[Start ARTICLE]

Bernstein.compute.pvalues {mosclust} | R Documentation |
Function to compute the stability indices and the p-values associated to a set of clusterings according to Bernstein inequality.
Description
For a given similarity matrix a list of stability indices, sorted by descending order, from the most significant clustering to the least significant is given, and the corresponding p-values, computed according to a Bernstein inequality based test are provided.
Usage
Bernstein.compute.pvalues(sim.matrix)
Bernstein.ind.compute.pvalues(sim.matrix)
Arguments
sim.matrix |
a matrix that stores the similarity between pairs of clustering across multiple number of clusters and multiple clusterings. Rows correspond to the different clusterings; columns to the n repeated clusterings for each number of clusters. Row 1 corresponds to a 2-clustering, row 2 to a 3-clustering, ... row m to a m+1 clustering. |
Details
The stability index for a given clustering is computed as the mean of the similarity indices between pairs of
k-clusterings obtained from the perturbed data. The similarity matrix given as input can be obtained from the functions
do.similarity.resampling, do.similarity.projection, do.similarity.noise.
A list of p-values, sorted by descending order, from the most significant
clustering to the least significant is given according to a test based on Bernstein inequality.
The test is based on the distribution of the similarity measures between pairs of clustering performed on perturbed data,
but differently from the chi-square based test (see Chi.square.compute.pvalues
), no assumptions are made
about the "a priori" distribution of the similarity measures.
The function Bernstein.ind.compute.pvalues
assumes also that the the random variables represented by the means
of the similarities between pairs of clusterings are independent, while, on the contrary,
the function Bernstein.compute.pvalues
no assumptions are made.
Low p-value mean that there is a significant difference between the
top sorted and the given clustering. Please, see the papers cited in the reference section for more technical details.
Value
a list with 4 components:
ordered.clusterings |
a vector with the number of clusters ordered from the most significant to the least significant |
p.value |
a vector with the corresponding p-values computed according to Bernstein inequality and Bonferroni correction in descending order (their values correspond to the clusterings of the vector ordered.clusterings) |
means |
vector with the mean similarity for each clustering |
variance |
vector with the variance of the similarity for each clustering |
Author(s)

[End ARTICLE]

STATED GOAL 1 :: List the names of the four components in the list that the R documentation page says the function returns.
STATED GOAL 2 :: According to the R documentation page, how does the Bernstein inequality test differ from the chi-square based test?

[Start DATA SUPPLIED]

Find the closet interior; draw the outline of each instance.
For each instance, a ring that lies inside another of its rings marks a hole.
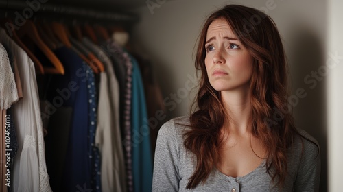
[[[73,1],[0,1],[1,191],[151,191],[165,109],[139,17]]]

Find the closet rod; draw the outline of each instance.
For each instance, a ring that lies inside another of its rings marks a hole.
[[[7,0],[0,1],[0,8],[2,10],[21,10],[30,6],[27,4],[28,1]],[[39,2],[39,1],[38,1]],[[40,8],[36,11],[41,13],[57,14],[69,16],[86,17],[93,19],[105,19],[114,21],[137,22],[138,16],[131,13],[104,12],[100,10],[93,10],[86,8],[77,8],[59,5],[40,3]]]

[End DATA SUPPLIED]
[Start DATA SUPPLIED]

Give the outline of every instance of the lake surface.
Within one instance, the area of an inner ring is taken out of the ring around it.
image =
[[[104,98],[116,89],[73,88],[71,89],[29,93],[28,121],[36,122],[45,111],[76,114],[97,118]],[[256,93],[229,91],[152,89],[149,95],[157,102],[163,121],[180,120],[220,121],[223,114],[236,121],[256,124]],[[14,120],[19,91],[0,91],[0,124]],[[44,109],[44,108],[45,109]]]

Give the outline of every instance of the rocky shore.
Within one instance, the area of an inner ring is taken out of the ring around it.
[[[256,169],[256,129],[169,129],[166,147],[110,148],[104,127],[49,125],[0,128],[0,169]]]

[End DATA SUPPLIED]

EXERCISE SOLUTION 1 :: ordered.clusterings, p.value, means, variance

EXERCISE SOLUTION 2 :: Both tests rest on the distribution of the similarity measures between pairs of clusterings performed on perturbed data. Unlike the chi-square based test, the Bernstein inequality test makes no assumptions about the "a priori" distribution of those similarity measures.